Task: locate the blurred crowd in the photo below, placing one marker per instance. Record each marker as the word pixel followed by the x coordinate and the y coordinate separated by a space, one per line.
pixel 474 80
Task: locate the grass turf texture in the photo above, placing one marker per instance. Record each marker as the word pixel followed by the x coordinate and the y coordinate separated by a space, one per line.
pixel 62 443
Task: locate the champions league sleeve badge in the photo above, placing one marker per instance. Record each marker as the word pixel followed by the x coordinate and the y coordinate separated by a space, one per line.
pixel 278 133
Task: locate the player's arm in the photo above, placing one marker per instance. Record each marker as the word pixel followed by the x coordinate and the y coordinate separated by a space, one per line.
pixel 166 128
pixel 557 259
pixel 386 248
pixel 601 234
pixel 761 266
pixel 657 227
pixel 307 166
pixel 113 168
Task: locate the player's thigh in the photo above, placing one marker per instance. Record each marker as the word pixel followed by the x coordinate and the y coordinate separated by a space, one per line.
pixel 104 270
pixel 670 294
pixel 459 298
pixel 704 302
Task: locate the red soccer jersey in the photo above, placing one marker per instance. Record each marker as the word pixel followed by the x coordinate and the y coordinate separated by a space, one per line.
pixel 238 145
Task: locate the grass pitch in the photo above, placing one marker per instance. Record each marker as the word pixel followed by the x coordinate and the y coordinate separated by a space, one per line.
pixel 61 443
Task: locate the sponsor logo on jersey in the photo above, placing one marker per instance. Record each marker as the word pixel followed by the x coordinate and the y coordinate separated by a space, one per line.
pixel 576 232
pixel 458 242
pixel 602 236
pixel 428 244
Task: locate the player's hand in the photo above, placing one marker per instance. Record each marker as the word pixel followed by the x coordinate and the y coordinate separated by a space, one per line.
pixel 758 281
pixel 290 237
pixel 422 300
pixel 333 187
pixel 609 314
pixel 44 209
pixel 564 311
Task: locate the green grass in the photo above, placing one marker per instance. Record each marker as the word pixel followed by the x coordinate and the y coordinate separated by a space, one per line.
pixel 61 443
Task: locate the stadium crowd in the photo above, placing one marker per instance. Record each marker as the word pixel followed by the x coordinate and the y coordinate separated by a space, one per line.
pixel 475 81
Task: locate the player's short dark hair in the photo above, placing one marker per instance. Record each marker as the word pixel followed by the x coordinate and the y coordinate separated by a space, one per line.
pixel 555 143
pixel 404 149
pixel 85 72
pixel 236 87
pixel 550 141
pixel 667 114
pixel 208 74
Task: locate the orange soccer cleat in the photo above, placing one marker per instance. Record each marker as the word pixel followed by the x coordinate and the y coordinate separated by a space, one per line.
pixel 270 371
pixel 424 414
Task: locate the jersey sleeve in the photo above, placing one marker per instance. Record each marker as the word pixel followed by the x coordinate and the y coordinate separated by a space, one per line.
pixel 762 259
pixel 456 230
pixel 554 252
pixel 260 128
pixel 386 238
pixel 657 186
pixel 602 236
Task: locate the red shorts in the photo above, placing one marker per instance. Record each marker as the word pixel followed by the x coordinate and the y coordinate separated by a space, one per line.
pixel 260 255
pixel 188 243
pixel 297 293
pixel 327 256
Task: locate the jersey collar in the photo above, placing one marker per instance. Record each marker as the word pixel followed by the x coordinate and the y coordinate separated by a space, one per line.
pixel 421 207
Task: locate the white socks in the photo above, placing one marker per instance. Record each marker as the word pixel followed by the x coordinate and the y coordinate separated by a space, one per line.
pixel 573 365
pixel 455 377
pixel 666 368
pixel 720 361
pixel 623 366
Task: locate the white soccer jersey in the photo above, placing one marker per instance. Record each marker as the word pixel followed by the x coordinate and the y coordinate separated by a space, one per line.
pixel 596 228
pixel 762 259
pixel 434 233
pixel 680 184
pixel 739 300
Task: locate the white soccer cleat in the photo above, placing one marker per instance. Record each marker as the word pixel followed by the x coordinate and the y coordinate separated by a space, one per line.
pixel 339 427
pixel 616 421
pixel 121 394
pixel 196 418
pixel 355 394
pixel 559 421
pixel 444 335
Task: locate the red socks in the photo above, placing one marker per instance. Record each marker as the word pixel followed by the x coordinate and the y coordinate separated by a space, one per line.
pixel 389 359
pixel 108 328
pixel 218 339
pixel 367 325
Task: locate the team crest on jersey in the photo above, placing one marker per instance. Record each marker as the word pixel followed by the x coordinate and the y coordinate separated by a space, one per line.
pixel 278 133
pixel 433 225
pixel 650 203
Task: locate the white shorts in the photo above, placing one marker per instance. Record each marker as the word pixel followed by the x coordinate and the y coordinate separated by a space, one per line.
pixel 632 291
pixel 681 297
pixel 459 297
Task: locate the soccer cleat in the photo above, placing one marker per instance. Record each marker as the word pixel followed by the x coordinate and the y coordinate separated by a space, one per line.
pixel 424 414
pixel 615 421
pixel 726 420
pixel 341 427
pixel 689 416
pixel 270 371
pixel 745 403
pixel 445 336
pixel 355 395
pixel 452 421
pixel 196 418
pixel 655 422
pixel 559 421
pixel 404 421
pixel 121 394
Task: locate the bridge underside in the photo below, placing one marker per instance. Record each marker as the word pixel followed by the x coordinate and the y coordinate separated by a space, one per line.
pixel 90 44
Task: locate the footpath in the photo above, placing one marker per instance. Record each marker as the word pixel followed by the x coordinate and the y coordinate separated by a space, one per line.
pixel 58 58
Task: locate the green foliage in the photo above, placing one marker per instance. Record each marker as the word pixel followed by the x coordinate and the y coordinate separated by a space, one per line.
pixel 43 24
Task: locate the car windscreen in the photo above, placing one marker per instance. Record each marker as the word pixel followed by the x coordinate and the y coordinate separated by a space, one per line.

--------------------

__ISTRUZIONI DA SEGUIRE__:
Riscrivi tutti i record riportati sopra sostituendo "marker" con "point" e lasciando invariato tutto il resto.

__RISPOSTA AL COMPITO__:
Task: locate the blurred crowd in the photo below, placing one point per instance. Record each point as the word pixel followed by the x coordinate and the y coordinate separated by a space, one per line.
pixel 474 80
Task: locate the grass turf texture in the photo above, placing one point per instance. Record each point as the word pixel followed by the x coordinate and the y coordinate separated by a space, one per line.
pixel 62 443
Task: locate the champions league sleeve badge in the photo above, placing one point per instance. Record each point as the word pixel followed by the x coordinate and the y coordinate separated by a space, one per line.
pixel 278 133
Task: locate the player's arm in the photo above, placing one point per instance. Record each point as the word pixel followed by the x coordinate and the y coordinate separated by a space, one per line.
pixel 166 128
pixel 557 259
pixel 386 248
pixel 601 234
pixel 761 266
pixel 657 227
pixel 307 166
pixel 113 168
Task: locate the player's thigh in the photo above, placing one point per instance. Record each point as the word pixel followed by the x coordinate and the y coordinate separated by a space, one per line.
pixel 104 270
pixel 670 294
pixel 459 298
pixel 704 302
Task: locate the red soccer jersey in the photo above, placing one point per instance. Record each point as the word pixel followed by the x coordinate and the y coordinate separated by a space, one per line.
pixel 238 145
Task: locate the grass pitch in the photo above, placing one point per instance. Record each point as the word pixel followed by the x coordinate and the y coordinate separated by a space, one per line.
pixel 61 443
Task: locate the sponsor logo on jersey in the photo above, placing one point per instance. Record each point as the word pixel followed by the x coordinate and the y coordinate separated by a space, one per line.
pixel 576 232
pixel 458 242
pixel 602 236
pixel 428 244
Task: locate the player's hand in the photo above, placing one point per instance. Record each point as the word pixel followed by the x coordinate and the y coordinate separated by a space, one per line.
pixel 758 281
pixel 290 237
pixel 422 300
pixel 333 187
pixel 609 314
pixel 44 209
pixel 564 311
Task: locate the green grass in the photo above, placing one point per instance. Record each point as the word pixel followed by the x coordinate and the y coordinate separated by a space, one per line.
pixel 61 443
Task: locate the stadium crowd in the photo above, placing one point per instance. Record each point as the word pixel followed by the x coordinate and the y coordinate separated by a space, one per line.
pixel 475 81
Task: locate the player's short dark hair in the photo above, placing one point per instance. Record each point as the word pixel followed by the x coordinate and the y coordinate separated by a space, one per line.
pixel 555 143
pixel 404 149
pixel 85 72
pixel 236 87
pixel 550 141
pixel 667 114
pixel 208 74
Task: locate the orange soccer cleat in the photo above, placing one point per instance. Record each point as the word pixel followed by the x coordinate and the y coordinate separated by a space, one per line.
pixel 270 371
pixel 424 414
Task: locate the jersey sleeve in the photo above, placing one point per instance. Record each point as the word pixel followed by the x coordinate and the y coordinate separated by a space, one per line.
pixel 762 259
pixel 456 230
pixel 554 252
pixel 260 128
pixel 386 238
pixel 657 186
pixel 602 236
Task: locate the red shorts in the photo above, placing one point per instance. Record each point as the word pixel followed by the x coordinate and the y coordinate separated by a space, one per line.
pixel 260 255
pixel 188 243
pixel 297 293
pixel 327 256
Task: locate the jersey collar in the photo above, placing one point per instance. Record each point as the word pixel followed by the x coordinate and the y coordinate separated by a space, one per line.
pixel 421 207
Task: locate the white socks in the photo above, placing one point per instance. Record each point as the word pixel followed by the x coordinate and the y coordinate separated by a space, one per line.
pixel 573 365
pixel 455 377
pixel 666 368
pixel 720 361
pixel 623 366
Task: locate the white soccer jersey in the photo above, placing one point per instance. Record each point as the word pixel followed by the x coordinate and the y coordinate separated by a space, one per line.
pixel 596 228
pixel 762 259
pixel 434 233
pixel 680 184
pixel 739 300
Task: locate the white soccer cleat in the photo above, placing one point per instance. Record each point as the word pixel followed by the x coordinate and the y coordinate separated by a space, one per line.
pixel 339 427
pixel 616 421
pixel 121 394
pixel 196 418
pixel 355 394
pixel 559 421
pixel 444 335
Task: locate the red socks in the photo above, placing one point per instance. Record each point as the word pixel followed by the x coordinate and the y coordinate separated by a space, one per line.
pixel 389 359
pixel 108 328
pixel 218 339
pixel 367 325
Task: locate the team crest on jersey in the photo above, placing one point per instance. Record each point as the word pixel followed by the x coordinate and the y coordinate separated by a space, one per line.
pixel 278 133
pixel 433 225
pixel 650 203
Task: locate the white shorts in the photo above, placing one point per instance. Record each point as the word pixel followed by the x coordinate and the y coordinate separated by a space, one per line.
pixel 632 291
pixel 681 297
pixel 459 297
Task: locate the soccer cleat in the photo above, placing one point per instance. Record each point as the word pixel followed by the x coordinate and the y coordinate separated by a space, one per line.
pixel 424 414
pixel 615 421
pixel 726 420
pixel 341 427
pixel 689 416
pixel 270 371
pixel 745 403
pixel 445 336
pixel 355 395
pixel 452 421
pixel 196 418
pixel 655 422
pixel 559 421
pixel 404 421
pixel 121 394
Task: locate the bridge underside in the photo below, placing one point per instance. Record each point as the word pixel followed by the x coordinate and the y coordinate separated by a space, one per line.
pixel 90 44
Task: locate the footpath in the photo above, placing one point per instance. Record each point as the word pixel followed by the x coordinate and the y coordinate separated by a space, one per line.
pixel 58 58
Task: locate the green foliage in the photo above, placing one point per instance. Record each point as the word pixel followed by the x coordinate and the y coordinate separated by a space, one per line.
pixel 43 24
Task: locate the car windscreen in the photo above, placing one point per instance. Record each point as the word pixel followed by the x coordinate and the y coordinate separated by a space, one per line.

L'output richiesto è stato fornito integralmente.